▶ Stated goal:
State how many lines in the material below contain the string "sunglasses", counting only matches with the same capitalization. Reply with the number alone.

▶ Records supplied:
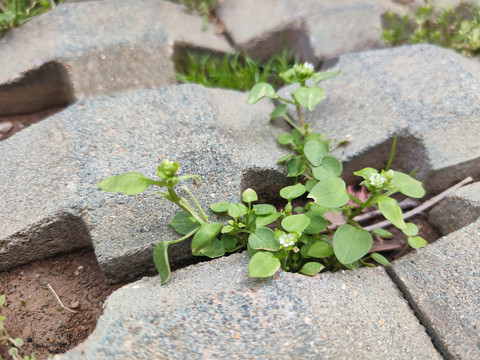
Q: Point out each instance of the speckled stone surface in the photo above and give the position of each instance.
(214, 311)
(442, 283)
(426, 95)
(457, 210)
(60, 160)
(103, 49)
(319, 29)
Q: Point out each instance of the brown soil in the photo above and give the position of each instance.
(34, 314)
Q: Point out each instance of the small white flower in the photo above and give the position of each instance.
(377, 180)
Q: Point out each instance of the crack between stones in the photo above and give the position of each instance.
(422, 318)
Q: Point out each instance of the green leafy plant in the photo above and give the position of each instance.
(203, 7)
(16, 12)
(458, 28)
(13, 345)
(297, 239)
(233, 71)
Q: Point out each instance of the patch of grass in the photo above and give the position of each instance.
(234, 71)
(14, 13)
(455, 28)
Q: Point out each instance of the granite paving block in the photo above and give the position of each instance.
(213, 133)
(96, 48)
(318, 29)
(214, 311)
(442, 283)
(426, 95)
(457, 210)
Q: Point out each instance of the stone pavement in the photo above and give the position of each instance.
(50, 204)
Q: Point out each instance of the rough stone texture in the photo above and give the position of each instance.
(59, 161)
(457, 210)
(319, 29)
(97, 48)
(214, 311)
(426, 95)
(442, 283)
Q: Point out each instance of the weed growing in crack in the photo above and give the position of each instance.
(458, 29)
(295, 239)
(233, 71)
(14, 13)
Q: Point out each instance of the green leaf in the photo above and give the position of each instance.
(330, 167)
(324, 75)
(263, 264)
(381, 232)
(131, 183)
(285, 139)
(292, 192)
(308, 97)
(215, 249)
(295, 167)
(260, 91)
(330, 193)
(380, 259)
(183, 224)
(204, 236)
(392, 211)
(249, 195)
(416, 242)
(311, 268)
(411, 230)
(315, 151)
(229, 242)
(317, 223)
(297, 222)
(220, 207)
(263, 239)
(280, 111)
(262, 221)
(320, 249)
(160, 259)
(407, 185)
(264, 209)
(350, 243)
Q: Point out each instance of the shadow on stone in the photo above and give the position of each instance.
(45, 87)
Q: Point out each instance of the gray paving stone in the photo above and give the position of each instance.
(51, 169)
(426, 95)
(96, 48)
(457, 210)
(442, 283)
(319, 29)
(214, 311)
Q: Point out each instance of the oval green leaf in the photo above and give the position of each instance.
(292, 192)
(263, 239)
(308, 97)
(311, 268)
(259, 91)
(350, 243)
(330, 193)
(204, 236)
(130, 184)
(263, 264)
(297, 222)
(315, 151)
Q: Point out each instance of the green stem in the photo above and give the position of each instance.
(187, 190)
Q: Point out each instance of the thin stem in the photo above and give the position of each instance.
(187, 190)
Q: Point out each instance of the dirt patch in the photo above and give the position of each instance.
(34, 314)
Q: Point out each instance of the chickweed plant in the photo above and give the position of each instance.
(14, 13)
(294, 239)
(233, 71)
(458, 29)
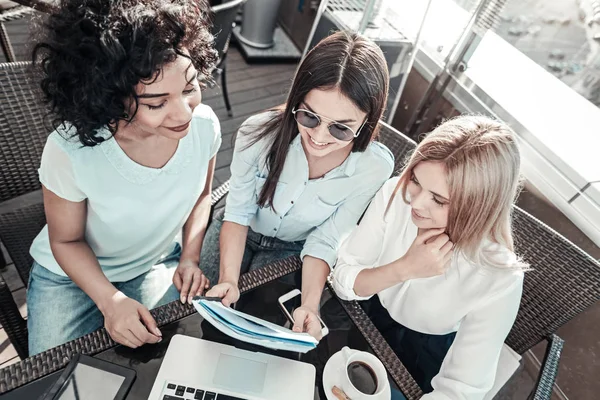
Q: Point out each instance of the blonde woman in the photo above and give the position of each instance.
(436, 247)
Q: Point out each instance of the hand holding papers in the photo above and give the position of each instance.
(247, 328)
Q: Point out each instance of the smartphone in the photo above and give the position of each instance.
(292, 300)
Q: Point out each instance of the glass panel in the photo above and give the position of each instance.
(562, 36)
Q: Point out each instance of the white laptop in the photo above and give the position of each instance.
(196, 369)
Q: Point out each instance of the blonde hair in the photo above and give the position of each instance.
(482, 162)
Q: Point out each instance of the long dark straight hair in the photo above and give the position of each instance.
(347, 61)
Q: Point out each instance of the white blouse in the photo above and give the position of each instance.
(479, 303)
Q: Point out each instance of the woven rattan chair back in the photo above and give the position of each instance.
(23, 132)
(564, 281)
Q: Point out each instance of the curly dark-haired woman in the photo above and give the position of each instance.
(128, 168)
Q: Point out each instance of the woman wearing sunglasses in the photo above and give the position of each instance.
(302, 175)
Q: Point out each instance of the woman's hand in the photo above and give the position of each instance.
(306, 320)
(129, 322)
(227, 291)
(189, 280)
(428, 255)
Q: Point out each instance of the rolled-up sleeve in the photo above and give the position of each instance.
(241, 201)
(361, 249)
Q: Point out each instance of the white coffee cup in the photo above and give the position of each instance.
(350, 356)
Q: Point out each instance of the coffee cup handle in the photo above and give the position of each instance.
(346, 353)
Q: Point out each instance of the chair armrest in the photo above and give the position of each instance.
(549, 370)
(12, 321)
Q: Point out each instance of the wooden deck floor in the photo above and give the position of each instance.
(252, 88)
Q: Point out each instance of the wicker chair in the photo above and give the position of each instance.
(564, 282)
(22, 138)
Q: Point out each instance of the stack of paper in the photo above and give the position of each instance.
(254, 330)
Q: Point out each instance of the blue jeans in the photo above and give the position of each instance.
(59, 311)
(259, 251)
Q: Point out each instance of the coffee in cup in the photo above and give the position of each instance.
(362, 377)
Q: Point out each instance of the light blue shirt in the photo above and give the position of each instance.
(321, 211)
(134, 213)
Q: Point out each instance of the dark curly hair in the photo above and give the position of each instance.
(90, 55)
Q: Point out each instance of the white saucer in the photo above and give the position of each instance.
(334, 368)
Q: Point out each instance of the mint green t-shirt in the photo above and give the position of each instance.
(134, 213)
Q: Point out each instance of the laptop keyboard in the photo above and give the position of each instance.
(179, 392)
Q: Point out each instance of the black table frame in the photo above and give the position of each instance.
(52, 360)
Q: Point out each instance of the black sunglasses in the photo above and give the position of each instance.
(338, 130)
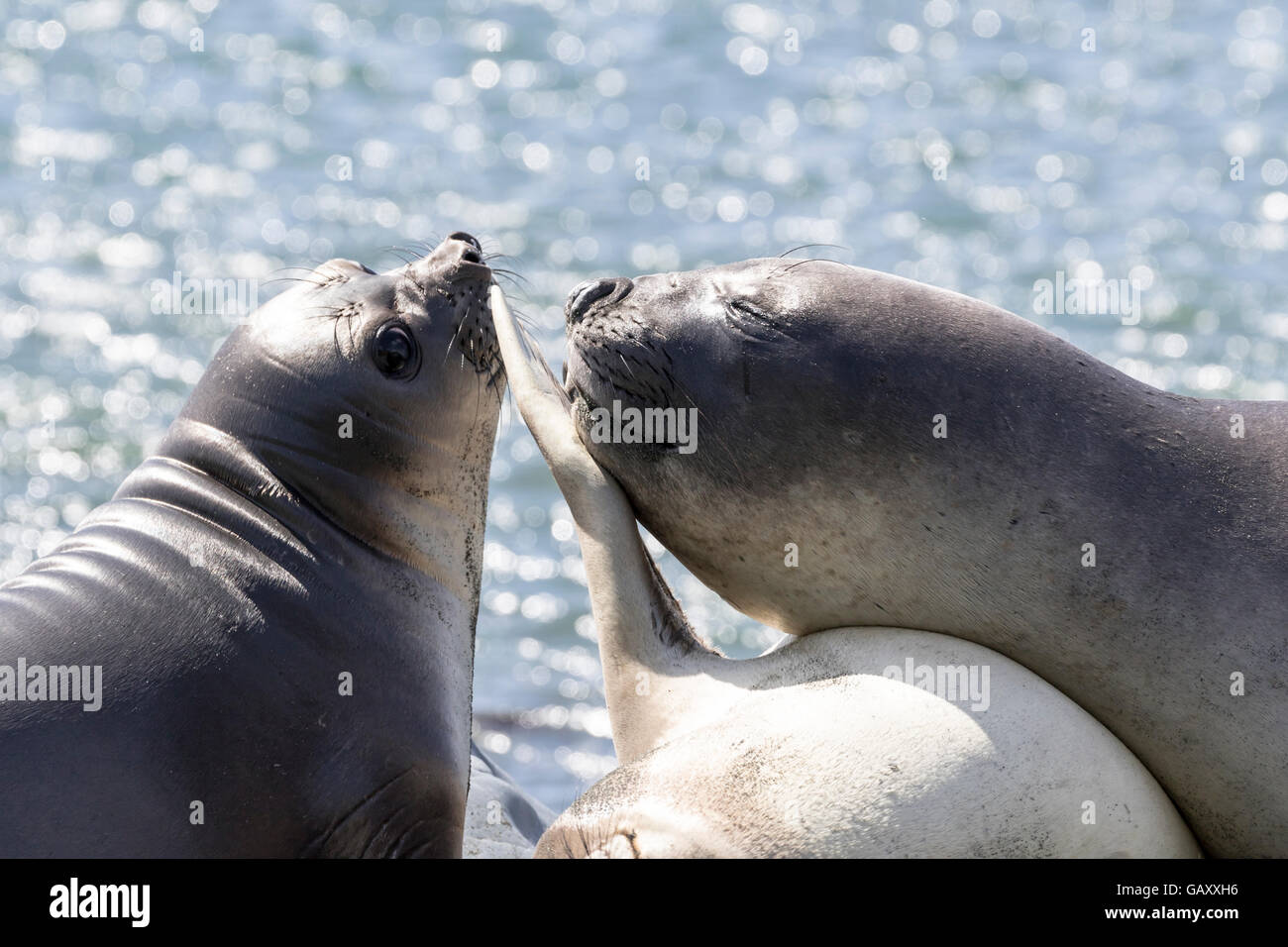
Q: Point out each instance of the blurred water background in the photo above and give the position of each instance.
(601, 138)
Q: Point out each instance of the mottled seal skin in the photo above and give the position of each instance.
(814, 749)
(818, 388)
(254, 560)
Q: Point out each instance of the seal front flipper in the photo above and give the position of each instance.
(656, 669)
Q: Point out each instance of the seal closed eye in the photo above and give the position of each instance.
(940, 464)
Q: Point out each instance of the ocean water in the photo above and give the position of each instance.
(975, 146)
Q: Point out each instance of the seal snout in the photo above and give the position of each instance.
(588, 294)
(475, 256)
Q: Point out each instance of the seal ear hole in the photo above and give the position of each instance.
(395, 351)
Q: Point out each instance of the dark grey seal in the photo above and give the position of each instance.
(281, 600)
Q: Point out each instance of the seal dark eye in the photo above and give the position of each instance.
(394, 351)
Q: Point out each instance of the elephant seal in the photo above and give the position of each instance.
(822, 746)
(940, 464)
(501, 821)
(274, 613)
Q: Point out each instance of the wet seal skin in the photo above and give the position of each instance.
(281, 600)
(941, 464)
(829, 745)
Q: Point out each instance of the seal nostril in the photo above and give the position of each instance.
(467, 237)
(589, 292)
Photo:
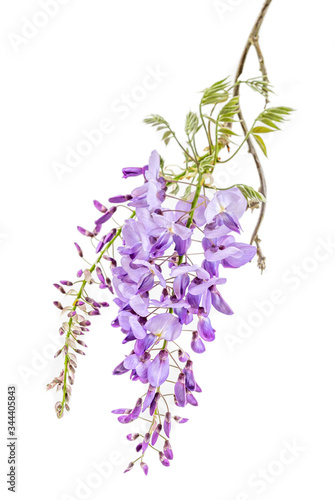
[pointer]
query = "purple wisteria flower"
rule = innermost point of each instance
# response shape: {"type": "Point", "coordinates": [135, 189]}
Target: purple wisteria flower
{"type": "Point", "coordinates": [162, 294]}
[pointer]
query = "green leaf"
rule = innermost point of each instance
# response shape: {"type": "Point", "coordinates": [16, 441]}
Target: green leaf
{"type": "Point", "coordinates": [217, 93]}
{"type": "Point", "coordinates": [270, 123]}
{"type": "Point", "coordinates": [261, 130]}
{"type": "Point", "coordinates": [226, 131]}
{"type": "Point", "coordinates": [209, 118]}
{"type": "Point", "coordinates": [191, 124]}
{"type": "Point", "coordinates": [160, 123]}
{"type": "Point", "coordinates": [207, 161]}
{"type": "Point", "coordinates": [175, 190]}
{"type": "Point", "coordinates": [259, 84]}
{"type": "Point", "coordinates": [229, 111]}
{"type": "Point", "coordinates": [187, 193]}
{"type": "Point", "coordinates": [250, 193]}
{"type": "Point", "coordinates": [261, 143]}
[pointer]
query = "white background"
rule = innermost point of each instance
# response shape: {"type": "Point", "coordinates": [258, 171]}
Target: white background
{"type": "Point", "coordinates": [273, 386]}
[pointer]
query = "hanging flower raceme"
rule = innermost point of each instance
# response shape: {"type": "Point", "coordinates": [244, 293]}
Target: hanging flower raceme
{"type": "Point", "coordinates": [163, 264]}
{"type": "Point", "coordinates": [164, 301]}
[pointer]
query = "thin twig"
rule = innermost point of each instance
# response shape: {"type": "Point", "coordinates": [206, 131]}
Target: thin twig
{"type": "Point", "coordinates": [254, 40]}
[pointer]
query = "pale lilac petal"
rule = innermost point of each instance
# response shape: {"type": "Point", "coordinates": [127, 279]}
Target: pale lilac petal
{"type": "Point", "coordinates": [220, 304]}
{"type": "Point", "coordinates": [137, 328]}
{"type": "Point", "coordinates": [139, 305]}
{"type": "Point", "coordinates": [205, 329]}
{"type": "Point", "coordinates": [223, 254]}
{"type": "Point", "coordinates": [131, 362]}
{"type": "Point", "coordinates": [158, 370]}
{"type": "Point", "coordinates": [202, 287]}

▶ Written solution:
2